*Exercise aim*. From the passage on why budgets fail, copy word for word the text between "Fortunately, budgets are" and "into the black.", inclusive.

*Selected passage*.
━━━━━━━━━━━━━━━━━━━━

You tracked your income, you calculated your expenses, and your money still isn’t being managed in the way you hoped. Budgeting is a complex that requires accuracy, honesty and consistency; it mixes the technical skill of tracking income and expenditures with psychology and personal behavior. If you are brand-new to budgeting, it is incredibly likely that you have gotten one element wrong, if not several.
Fortunately, budgets are easy to change, so with a few small tweaks, you could be back on the path to financial success. Here are the most common reasons budgets don’t work as you might expect and some suggestions for how to fix yours:
Your Net Income Is Negative
You crunched the numbers, all your expenses and all your income, and you came up with a number that forms the foundation of your budget — there’s just one problem: Your number is negative. A negative number indicates that you have a negative cash flow; essentially, you are making less money than you are spending. This is not a sustainable situation, and it is not conducive to a successful budget. We strongly suggest you go back to the drawing board to calculate your income and expenses, and you might need to slash some expenses to get your net income back into the black.

━━━━━━━━━━━━━━━━━━━━

*The data*.
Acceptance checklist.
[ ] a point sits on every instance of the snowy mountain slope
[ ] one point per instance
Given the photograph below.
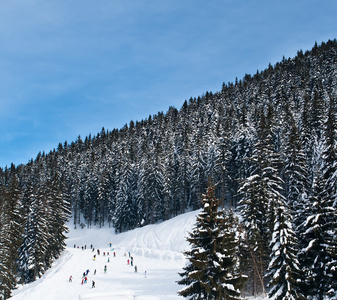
(156, 249)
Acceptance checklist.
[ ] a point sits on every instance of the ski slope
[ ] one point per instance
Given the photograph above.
(156, 250)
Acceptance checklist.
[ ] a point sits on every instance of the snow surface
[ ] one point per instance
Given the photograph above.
(156, 250)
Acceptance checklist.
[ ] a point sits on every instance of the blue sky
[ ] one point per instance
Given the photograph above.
(69, 68)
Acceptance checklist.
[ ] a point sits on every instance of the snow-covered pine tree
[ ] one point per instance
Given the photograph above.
(283, 269)
(314, 256)
(212, 269)
(10, 235)
(58, 213)
(330, 193)
(32, 253)
(260, 192)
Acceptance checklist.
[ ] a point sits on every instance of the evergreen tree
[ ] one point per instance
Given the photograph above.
(10, 235)
(212, 269)
(284, 267)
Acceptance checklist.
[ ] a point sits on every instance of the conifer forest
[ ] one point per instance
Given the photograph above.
(266, 142)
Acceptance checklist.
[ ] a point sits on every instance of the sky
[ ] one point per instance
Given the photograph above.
(69, 68)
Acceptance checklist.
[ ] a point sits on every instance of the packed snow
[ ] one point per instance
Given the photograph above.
(156, 250)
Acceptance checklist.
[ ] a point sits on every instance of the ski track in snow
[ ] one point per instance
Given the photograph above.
(156, 249)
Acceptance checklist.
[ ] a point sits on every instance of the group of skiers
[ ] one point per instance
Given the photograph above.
(86, 273)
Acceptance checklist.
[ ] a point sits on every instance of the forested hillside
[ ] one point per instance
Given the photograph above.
(266, 139)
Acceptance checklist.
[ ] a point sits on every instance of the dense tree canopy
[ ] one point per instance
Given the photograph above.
(266, 137)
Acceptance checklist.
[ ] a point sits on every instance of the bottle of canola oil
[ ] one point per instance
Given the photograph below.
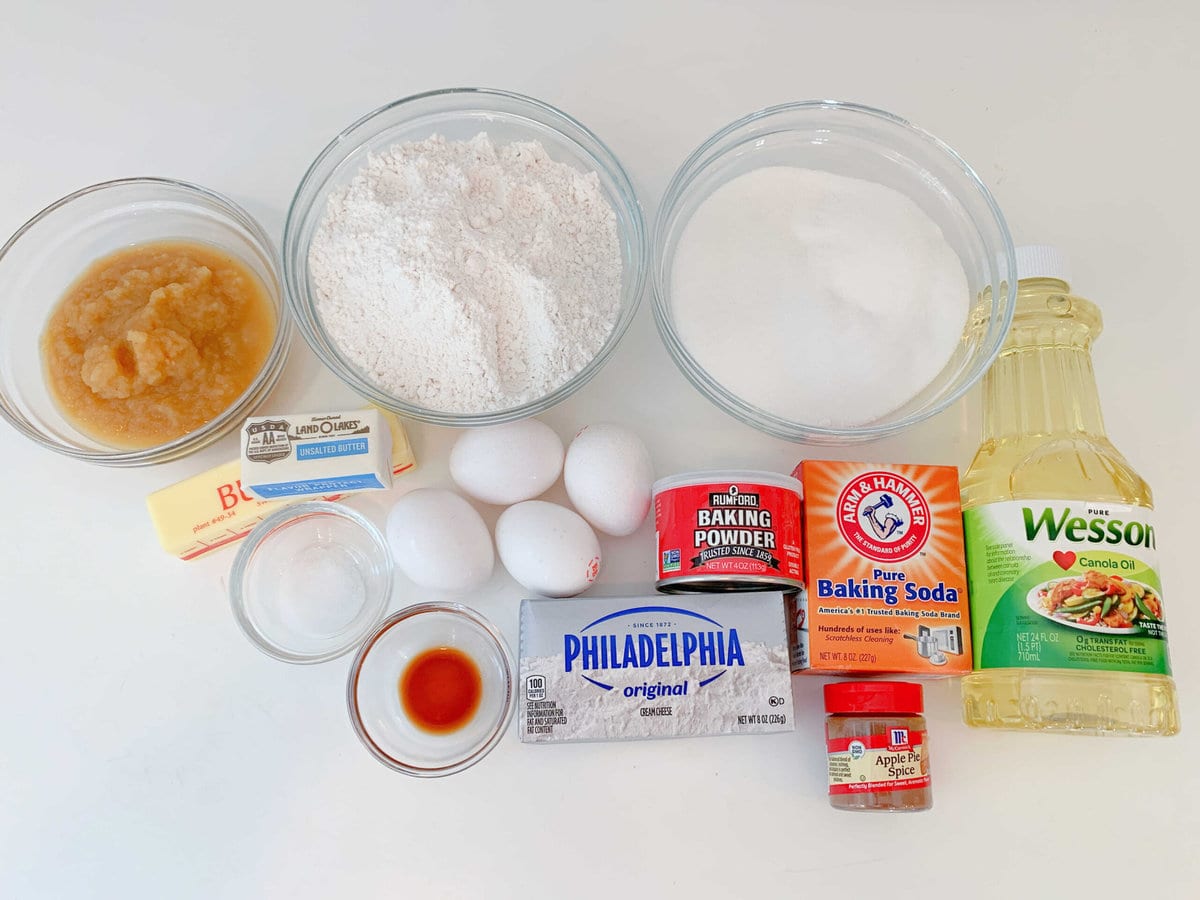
(1067, 613)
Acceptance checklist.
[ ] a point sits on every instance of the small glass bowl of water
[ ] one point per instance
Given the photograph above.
(310, 582)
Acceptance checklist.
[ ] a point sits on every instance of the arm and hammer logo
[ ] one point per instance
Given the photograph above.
(268, 441)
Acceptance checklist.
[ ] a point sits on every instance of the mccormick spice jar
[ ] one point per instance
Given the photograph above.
(729, 531)
(875, 742)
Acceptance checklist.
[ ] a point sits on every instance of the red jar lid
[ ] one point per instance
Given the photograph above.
(844, 697)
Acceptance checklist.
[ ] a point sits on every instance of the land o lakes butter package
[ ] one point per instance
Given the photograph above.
(621, 669)
(315, 455)
(213, 510)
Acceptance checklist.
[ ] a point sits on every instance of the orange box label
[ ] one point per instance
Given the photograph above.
(885, 574)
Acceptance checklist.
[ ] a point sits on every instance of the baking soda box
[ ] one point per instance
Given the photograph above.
(886, 586)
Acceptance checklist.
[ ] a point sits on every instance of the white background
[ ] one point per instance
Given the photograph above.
(147, 750)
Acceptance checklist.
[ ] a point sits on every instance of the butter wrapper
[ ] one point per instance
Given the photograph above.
(690, 665)
(213, 510)
(316, 455)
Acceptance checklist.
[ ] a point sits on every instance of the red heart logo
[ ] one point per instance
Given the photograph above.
(1065, 558)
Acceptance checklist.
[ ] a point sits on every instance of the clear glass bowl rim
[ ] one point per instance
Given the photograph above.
(262, 533)
(304, 307)
(1000, 319)
(267, 378)
(352, 683)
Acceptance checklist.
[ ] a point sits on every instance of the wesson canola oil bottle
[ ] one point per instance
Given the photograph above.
(1067, 613)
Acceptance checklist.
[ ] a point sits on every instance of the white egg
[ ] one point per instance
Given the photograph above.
(439, 540)
(610, 477)
(507, 463)
(547, 547)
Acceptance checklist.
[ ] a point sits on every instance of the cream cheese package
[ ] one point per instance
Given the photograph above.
(315, 455)
(623, 669)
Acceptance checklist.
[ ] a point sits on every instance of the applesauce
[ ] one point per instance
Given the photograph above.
(156, 340)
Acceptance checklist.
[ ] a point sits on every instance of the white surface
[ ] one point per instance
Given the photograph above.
(147, 750)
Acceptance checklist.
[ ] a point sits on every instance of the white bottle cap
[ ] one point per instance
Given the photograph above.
(1041, 261)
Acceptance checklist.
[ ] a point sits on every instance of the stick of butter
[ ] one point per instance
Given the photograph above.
(315, 455)
(213, 510)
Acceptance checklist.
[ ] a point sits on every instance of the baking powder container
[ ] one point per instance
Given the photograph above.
(729, 529)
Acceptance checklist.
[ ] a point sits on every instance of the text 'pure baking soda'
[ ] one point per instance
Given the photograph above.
(885, 573)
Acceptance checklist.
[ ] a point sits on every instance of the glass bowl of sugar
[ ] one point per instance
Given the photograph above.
(310, 582)
(465, 257)
(829, 273)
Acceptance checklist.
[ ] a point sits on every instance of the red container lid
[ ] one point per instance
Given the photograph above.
(843, 697)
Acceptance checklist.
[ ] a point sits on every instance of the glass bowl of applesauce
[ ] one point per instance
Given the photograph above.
(141, 319)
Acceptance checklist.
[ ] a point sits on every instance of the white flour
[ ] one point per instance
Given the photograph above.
(823, 299)
(467, 276)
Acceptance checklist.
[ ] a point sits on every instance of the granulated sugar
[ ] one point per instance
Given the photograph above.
(468, 276)
(823, 299)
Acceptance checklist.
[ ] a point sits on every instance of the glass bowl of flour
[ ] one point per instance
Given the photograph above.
(829, 273)
(465, 257)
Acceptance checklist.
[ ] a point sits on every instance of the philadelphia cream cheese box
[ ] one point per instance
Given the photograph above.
(613, 669)
(313, 455)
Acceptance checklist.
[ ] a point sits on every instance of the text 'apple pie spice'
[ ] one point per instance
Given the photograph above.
(875, 743)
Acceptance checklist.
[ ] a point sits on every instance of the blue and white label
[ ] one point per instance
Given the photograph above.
(699, 665)
(329, 449)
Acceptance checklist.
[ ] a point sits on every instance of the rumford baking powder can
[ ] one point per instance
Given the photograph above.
(729, 531)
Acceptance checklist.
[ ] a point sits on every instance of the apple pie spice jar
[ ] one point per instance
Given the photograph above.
(875, 742)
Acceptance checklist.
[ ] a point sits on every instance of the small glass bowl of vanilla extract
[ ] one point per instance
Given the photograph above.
(431, 691)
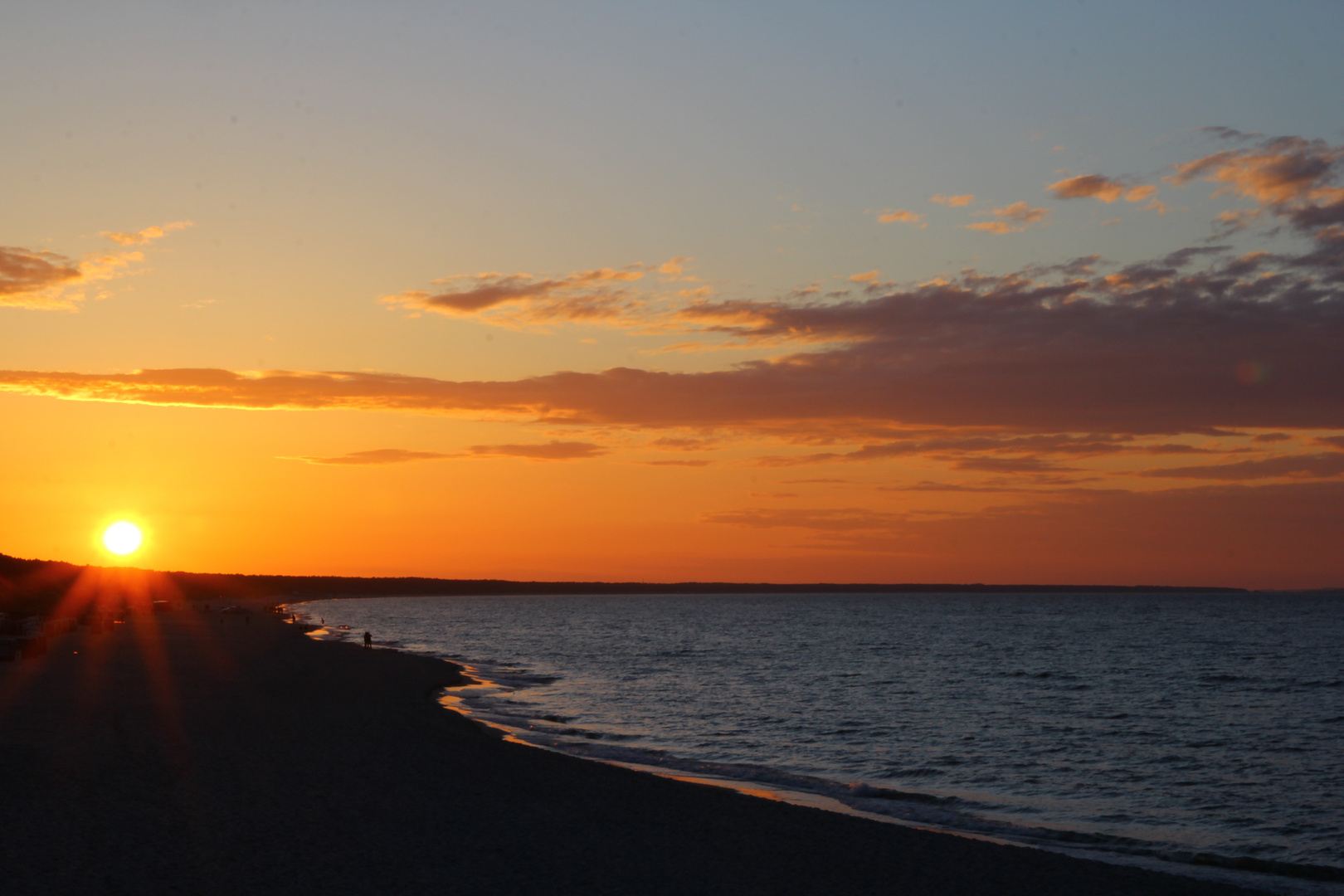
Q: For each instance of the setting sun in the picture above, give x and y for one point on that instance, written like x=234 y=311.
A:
x=121 y=538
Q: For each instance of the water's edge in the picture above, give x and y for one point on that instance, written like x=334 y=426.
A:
x=908 y=807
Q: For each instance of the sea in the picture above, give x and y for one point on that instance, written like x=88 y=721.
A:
x=1191 y=731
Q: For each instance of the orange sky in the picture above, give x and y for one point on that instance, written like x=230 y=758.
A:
x=457 y=323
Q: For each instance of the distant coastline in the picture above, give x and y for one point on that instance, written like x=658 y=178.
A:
x=35 y=586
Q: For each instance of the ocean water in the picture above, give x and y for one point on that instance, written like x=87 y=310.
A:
x=1170 y=726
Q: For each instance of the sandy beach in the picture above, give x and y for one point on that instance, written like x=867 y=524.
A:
x=208 y=754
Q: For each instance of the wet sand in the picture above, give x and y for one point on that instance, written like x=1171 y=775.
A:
x=180 y=754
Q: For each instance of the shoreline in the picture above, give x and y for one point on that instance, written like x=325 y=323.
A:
x=1274 y=876
x=203 y=754
x=884 y=804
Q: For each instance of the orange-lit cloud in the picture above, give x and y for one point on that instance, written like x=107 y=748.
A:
x=902 y=217
x=581 y=295
x=26 y=275
x=375 y=457
x=46 y=280
x=602 y=296
x=676 y=462
x=1135 y=538
x=1287 y=466
x=1277 y=173
x=553 y=450
x=1108 y=190
x=145 y=236
x=1012 y=219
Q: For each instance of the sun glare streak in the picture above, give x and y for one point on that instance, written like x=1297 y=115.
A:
x=121 y=538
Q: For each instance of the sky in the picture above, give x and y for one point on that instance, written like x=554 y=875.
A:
x=845 y=292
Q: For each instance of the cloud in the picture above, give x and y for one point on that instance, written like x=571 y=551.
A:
x=827 y=520
x=902 y=217
x=145 y=236
x=1196 y=340
x=671 y=444
x=1108 y=190
x=1259 y=536
x=1012 y=219
x=580 y=295
x=1298 y=465
x=375 y=457
x=1276 y=173
x=676 y=462
x=674 y=268
x=46 y=280
x=26 y=275
x=1090 y=445
x=553 y=450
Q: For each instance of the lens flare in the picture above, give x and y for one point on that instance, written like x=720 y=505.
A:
x=121 y=538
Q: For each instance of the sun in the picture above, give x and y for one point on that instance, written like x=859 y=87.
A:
x=121 y=538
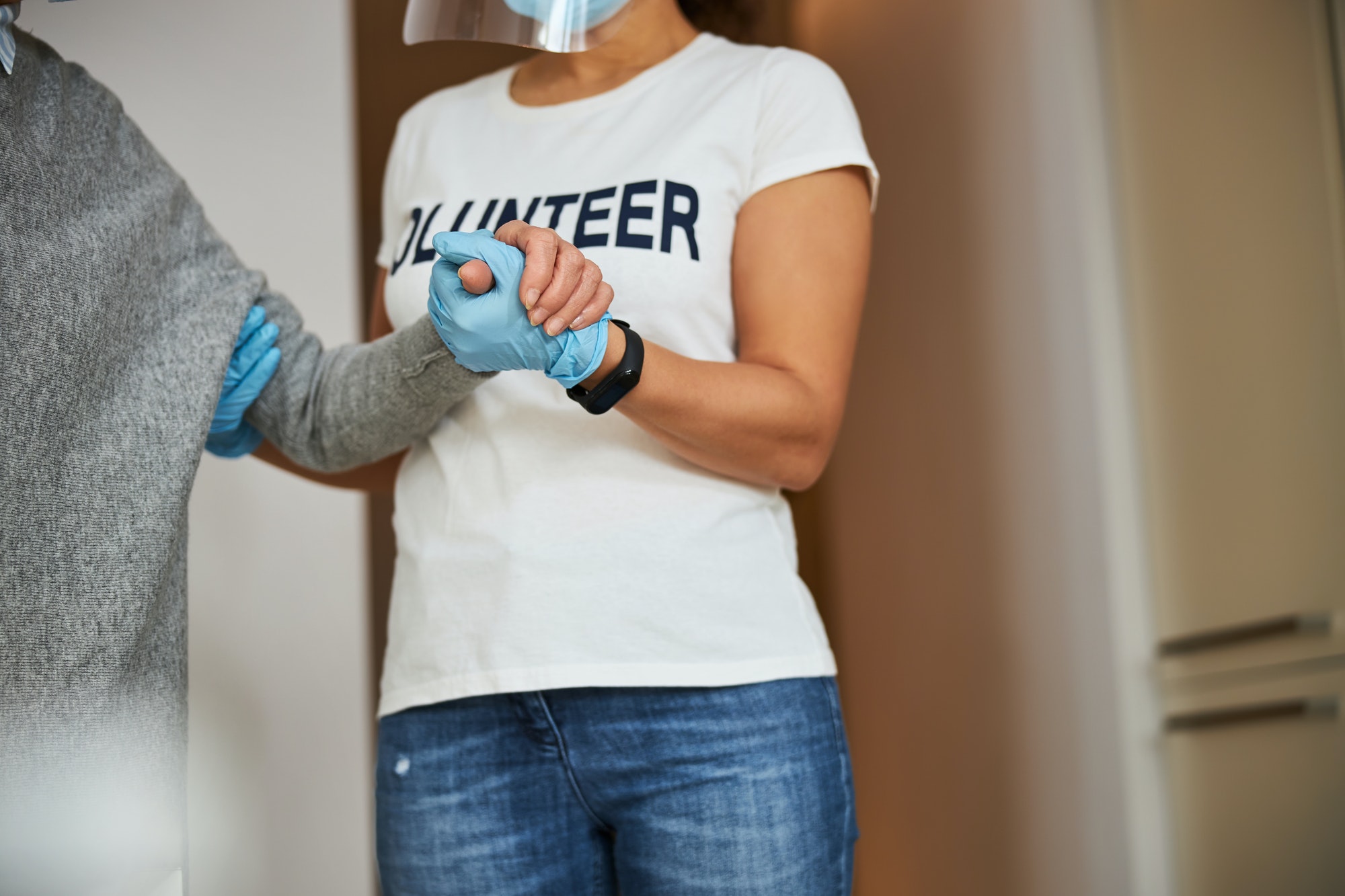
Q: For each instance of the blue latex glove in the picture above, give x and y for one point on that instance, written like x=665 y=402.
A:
x=492 y=331
x=251 y=369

━━━━━━━━━━━━━━━━━━━━

*Exercise output*.
Fortunately, budgets are easy to change, so with a few small tweaks, you could be back on the path to financial success. Here are the most common reasons budgets don’t work as you might expect and some suggestions for how to fix yours:
Your Net Income Is Negative
You crunched the numbers, all your expenses and all your income, and you came up with a number that forms the foundation of your budget — there’s just one problem: Your number is negative. A negative number indicates that you have a negative cash flow; essentially, you are making less money than you are spending. This is not a sustainable situation, and it is not conducive to a successful budget. We strongly suggest you go back to the drawing board to calculate your income and expenses, and you might need to slash some expenses to get your net income back into the black.